◆ REQUEST 1
Copy out the whole excerpt on polynomial zeros below, with no changes.

◆ PAGE EXCERPT

+--

And now, at the request of helpful commenter Dave W.:

1) Use Descartes’ rule of signs to find how many positive or negative zeros are in this polynomial:
x^8 – x^5 + x^4 – x^3 + x^2 – x + 8

Answer: No negatives, 0, 2, 4 or 6 positives.

Now, I count only 5, because I thought the constant at the end didn’t count. But maybe they do?

2) There is a guaranteed zero in p(x) = x^3 + 2x^2 – x + 1. In which interval can you find it?

Looking at this problem, it thought it was a bounds thing, as in the second theorem of bounds, which was all YP required for this exam. The biggest coefficient is 2. Put that over the leading coefficient, which is 1, and you get 2. Add 1, and you get 3. Shouldn’t the interval then be [-3.3}? Where does the -2 come in?

All text copyrighted by A.K. Whitney, and cannot be used without permission.

• Can you reproduce the questions and your answers here? Either typographically, or just a jpeg or something? If you could, some of us might be able to comment usefully about them (says the former math tutor). A polynomial like x cubed minus 3 x squared plus 4 can be represented typographically as x^3-3x^2+4.

+--

◆ REQUEST 2
Reproduce word for word everything in the records from the line containing "Mark the stacked" down to the end of the records, both ends included.

(Point labeling dataset excerpts)
+--

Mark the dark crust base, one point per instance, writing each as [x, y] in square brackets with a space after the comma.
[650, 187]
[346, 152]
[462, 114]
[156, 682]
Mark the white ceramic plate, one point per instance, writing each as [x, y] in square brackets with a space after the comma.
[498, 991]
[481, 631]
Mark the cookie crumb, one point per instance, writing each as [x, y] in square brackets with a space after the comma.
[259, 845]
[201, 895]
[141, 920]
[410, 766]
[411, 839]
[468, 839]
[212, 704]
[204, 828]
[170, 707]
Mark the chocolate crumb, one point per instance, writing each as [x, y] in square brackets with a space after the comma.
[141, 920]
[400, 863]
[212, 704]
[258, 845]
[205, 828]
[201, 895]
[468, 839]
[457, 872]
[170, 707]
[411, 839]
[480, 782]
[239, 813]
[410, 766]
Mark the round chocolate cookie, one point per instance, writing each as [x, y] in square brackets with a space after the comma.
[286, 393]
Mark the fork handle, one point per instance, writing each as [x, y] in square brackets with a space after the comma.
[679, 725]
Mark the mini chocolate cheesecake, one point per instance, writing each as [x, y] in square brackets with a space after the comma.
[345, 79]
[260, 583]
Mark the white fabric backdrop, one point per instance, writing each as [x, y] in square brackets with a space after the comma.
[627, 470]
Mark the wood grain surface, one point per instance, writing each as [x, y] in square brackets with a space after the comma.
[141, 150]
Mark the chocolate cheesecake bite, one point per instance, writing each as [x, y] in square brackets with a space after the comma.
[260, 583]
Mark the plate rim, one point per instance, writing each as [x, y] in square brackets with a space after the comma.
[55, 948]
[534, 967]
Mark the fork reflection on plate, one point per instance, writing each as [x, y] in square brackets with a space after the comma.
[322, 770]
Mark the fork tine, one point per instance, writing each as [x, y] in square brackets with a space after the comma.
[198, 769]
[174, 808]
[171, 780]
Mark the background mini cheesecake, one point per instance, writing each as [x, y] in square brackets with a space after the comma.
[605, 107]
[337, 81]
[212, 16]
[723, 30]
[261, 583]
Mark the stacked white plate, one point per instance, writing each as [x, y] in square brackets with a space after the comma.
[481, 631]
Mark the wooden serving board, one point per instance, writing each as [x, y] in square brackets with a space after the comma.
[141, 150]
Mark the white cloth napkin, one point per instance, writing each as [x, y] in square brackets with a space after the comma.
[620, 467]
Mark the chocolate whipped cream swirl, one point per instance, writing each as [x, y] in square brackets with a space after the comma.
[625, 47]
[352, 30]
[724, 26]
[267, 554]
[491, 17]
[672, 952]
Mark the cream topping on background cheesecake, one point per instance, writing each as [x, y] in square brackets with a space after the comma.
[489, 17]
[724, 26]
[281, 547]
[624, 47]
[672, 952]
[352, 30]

+--

◆ WRITTEN REPLY 1
And now, at the request of helpful commenter Dave W.:

1) Use Descartes’ rule of signs to find how many positive or negative zeros are in this polynomial:
x^8 – x^5 + x^4 – x^3 + x^2 – x + 8

Answer: No negatives, 0, 2, 4 or 6 positives.

Now, I count only 5, because I thought the constant at the end didn’t count. But maybe they do?

2) There is a guaranteed zero in p(x) = x^3 + 2x^2 – x + 1. In which interval can you find it?

Looking at this problem, it thought it was a bounds thing, as in the second theorem of bounds, which was all YP required for this exam. The biggest coefficient is 2. Put that over the leading coefficient, which is 1, and you get 2. Add 1, and you get 3. Shouldn’t the interval then be [-3.3}? Where does the -2 come in?

All text copyrighted by A.K. Whitney, and cannot be used without permission.

• Can you reproduce the questions and your answers here? Either typographically, or just a jpeg or something? If you could, some of us might be able to comment usefully about them (says the former math tutor). A polynomial like x cubed minus 3 x squared plus 4 can be represented typographically as x^3-3x^2+4.

◆ WRITTEN REPLY 2
Mark the stacked white plate, one point per instance, writing each as [x, y] in square brackets with a space after the comma.
[481, 631]
Mark the wooden serving board, one point per instance, writing each as [x, y] in square brackets with a space after the comma.
[141, 150]
Mark the white cloth napkin, one point per instance, writing each as [x, y] in square brackets with a space after the comma.
[620, 467]
Mark the chocolate whipped cream swirl, one point per instance, writing each as [x, y] in square brackets with a space after the comma.
[625, 47]
[352, 30]
[724, 26]
[267, 554]
[491, 17]
[672, 952]
Mark the cream topping on background cheesecake, one point per instance, writing each as [x, y] in square brackets with a space after the comma.
[489, 17]
[724, 26]
[281, 547]
[624, 47]
[672, 952]
[352, 30]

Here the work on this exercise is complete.